§ Passage provided:
--- START ---

Submitted to: Agronomy Journal
Publication Type: Popular Publication
Publication Acceptance Date: 8/16/2004
Publication Date: 1/15/2005
Citation: Bednarz, C.W., Shurley, D.W., Anthony, W.S., Nichols, R.L. 2005. Yield, quality and profitability of cotton produced at varying plant densities. Agronomy Journal. 97:235-240 (2005).
Interpretive Summary: Discounts for certain cotton quality properties, especially micronaire, reduce the profitability of producing cotton in the United States. Studies have shown that cotton fiber length and strength are primarily under genetic control while micronaire and fineness are more influenced by the environment. Premature termination of the plant is currently used to control micronaire, however, yield is sacrificed. This study investigated the impact of how closely the cotton plants were planted together on the location of the bolls on the plant, and thus fiber quality. Of the fiber properties investigated, micronaire and fineness were most affected by plant density. Reductions in price were greatest for micronaire. Only small gains in length and strength were made through modifications in plant density. Thus, price discounts for high micronaire cottons can be mitigated through increased seeding rate and plant density. Variety FM 966 consistently outperformed DPL 458 BR at all plant densities, indicating that fiber properties are highly genetically influenced. Thus, to maximize fiber quality, cultivar selection is of greatest importance while management of plant density to maintain or maximize genetic potential is secondary. This finding provides another method to minimize the impact of micronaire on cotton prices.

--- END ---

§ Exercise instructions:
A – Return the part of the cotton study summary from "Submitted to: Agronomy" to "Journal. 97:235-240 (2005).", word for word.
B – According to the cotton study summary, which two fiber properties were most affected by plant density?

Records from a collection
--- START ---

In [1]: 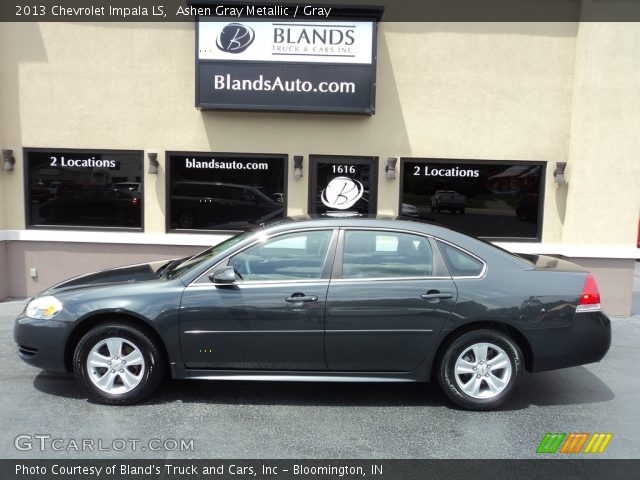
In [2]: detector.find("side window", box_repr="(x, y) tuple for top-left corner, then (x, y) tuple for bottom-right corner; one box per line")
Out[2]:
(229, 230), (333, 282)
(342, 230), (433, 278)
(438, 242), (484, 277)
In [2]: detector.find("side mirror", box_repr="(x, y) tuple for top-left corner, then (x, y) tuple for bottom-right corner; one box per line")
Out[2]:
(209, 267), (236, 284)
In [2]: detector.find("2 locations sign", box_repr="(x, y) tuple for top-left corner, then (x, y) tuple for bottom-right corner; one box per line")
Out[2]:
(196, 17), (376, 115)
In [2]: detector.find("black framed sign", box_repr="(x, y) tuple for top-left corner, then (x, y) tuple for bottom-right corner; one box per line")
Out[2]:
(196, 17), (377, 115)
(309, 155), (378, 216)
(400, 158), (546, 241)
(166, 152), (288, 231)
(24, 148), (144, 229)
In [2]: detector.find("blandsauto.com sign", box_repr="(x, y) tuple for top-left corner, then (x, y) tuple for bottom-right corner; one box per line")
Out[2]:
(196, 18), (376, 115)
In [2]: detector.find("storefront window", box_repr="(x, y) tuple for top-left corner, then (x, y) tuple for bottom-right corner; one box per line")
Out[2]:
(24, 148), (143, 229)
(309, 156), (378, 215)
(167, 152), (287, 230)
(401, 158), (545, 241)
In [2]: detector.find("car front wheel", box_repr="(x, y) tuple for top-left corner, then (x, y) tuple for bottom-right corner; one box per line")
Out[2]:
(73, 323), (164, 405)
(438, 330), (523, 410)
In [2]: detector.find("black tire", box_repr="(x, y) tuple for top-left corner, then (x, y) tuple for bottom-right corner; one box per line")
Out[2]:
(438, 329), (524, 410)
(73, 322), (165, 405)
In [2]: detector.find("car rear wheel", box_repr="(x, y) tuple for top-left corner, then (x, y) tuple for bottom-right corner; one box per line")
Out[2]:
(73, 323), (164, 405)
(438, 330), (523, 410)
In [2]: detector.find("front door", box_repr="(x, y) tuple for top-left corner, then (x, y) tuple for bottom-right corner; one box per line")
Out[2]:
(325, 230), (457, 372)
(180, 230), (337, 370)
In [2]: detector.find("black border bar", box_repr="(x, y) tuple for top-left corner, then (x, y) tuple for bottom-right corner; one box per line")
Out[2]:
(0, 458), (640, 480)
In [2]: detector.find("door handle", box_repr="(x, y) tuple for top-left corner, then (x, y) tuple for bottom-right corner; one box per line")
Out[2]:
(420, 290), (453, 300)
(284, 293), (318, 303)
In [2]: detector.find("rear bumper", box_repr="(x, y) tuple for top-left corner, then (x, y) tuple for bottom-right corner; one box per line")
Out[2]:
(526, 312), (611, 372)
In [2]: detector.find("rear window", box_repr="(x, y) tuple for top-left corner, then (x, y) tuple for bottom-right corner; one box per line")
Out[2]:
(438, 242), (484, 277)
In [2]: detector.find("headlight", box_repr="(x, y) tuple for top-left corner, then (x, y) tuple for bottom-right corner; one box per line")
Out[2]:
(24, 296), (62, 320)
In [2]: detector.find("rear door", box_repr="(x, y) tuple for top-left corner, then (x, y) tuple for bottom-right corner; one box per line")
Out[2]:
(325, 229), (457, 372)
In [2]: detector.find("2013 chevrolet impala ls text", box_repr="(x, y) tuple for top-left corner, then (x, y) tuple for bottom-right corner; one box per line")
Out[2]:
(14, 217), (611, 410)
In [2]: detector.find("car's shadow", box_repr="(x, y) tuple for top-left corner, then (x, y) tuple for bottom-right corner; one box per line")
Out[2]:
(33, 367), (615, 410)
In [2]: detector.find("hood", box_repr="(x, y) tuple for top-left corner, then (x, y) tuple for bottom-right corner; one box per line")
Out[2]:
(43, 260), (171, 294)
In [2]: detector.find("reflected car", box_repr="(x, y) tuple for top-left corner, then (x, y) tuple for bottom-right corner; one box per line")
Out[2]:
(170, 181), (283, 229)
(401, 203), (420, 218)
(115, 182), (142, 193)
(431, 190), (467, 214)
(14, 217), (611, 410)
(38, 185), (142, 227)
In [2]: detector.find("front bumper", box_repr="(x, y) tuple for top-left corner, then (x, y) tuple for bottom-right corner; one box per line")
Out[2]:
(13, 315), (70, 372)
(526, 312), (611, 372)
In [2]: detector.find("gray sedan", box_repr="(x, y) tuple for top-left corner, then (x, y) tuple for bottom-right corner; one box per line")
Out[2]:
(15, 217), (611, 410)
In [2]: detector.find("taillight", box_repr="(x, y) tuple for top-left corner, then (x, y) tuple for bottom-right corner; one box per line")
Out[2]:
(577, 273), (600, 312)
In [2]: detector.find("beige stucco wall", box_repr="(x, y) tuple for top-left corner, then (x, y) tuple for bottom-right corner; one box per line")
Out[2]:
(0, 23), (577, 241)
(562, 23), (640, 246)
(0, 242), (10, 302)
(0, 22), (640, 308)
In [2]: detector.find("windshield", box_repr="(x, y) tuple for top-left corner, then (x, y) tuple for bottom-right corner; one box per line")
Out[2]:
(167, 231), (255, 278)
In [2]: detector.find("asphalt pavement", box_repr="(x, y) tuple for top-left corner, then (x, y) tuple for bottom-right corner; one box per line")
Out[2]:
(0, 263), (640, 460)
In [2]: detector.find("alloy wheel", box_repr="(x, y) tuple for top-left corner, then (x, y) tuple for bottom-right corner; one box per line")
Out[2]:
(453, 343), (512, 399)
(86, 337), (146, 395)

--- END ---

§ Written answers:
A –
Submitted to: Agronomy Journal
Publication Type: Popular Publication
Publication Acceptance Date: 8/16/2004
Publication Date: 1/15/2005
Citation: Bednarz, C.W., Shurley, D.W., Anthony, W.S., Nichols, R.L. 2005. Yield, quality and profitability of cotton produced at varying plant densities. Agronomy Journal. 97:235-240 (2005).

B – Micronaire and fineness.